読む文章:
---

進化し続ける丸の内、にぎわいの「拡がり」と「深まり」を目指して

 世界の情報と人が集まる国際的なビジネスセンターとしての成長を目指しながら、文化や芸術の風が吹く、いつ訪れても楽しい街の魅力を高める。丸の内再構築の手を緩めない三菱地所の木村惠司社長のビジネス信条は「大胆かつ細心」。

――今年4月、丸の内が発信する文化・芸術の拠点となる「三菱一号館美術館」がいよいよ開館しました。オープニングの企画展は「マネとモダン・パリ」ですね。

三菱地所 木村惠司社長 木村惠司氏

 三菱一号館の復元は、三菱地所が街の「拡がり」と「深まり」を目指して2008年からスタートさせた丸の内再構築第2ステージのシンボル的なプロジェクトです。旧三菱一号館の竣工(しゅんこう)は1894年。最初の美術展はその時代に活躍した画家をテーマとしたいと思っていましたし、マネやその後の印象派の画家たちは、パリという都市の近代化の中で生まれた新しい感覚をもった芸術家です。

---

行データ一覧:
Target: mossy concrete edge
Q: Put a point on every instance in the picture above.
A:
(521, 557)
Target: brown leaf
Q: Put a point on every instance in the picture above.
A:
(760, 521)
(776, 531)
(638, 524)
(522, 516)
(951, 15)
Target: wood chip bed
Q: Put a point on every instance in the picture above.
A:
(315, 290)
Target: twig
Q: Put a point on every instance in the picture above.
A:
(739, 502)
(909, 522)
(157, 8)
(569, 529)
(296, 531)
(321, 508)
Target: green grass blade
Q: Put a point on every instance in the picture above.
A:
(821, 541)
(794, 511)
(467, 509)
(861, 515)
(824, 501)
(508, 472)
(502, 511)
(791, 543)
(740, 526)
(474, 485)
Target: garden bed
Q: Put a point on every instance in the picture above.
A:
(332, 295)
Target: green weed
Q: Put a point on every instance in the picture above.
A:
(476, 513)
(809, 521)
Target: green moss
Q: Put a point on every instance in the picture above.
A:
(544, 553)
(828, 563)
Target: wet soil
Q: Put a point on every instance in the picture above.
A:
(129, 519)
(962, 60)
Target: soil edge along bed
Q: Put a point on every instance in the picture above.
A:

---

練習問題: 丸の内の記事のうち、「三菱一号館の復元は、三菱地所」から「しい感覚をもった芸術家です。」までの部分を、一字も変えずに書き写してください。 上の行は、この作業にはまったく関係しません。

課題の結果:
三菱一号館の復元は、三菱地所が街の「拡がり」と「深まり」を目指して2008年からスタートさせた丸の内再構築第2ステージのシンボル的なプロジェクトです。旧三菱一号館の竣工(しゅんこう)は1894年。最初の美術展はその時代に活躍した画家をテーマとしたいと思っていましたし、マネやその後の印象派の画家たちは、パリという都市の近代化の中で生まれた新しい感覚をもった芸術家です。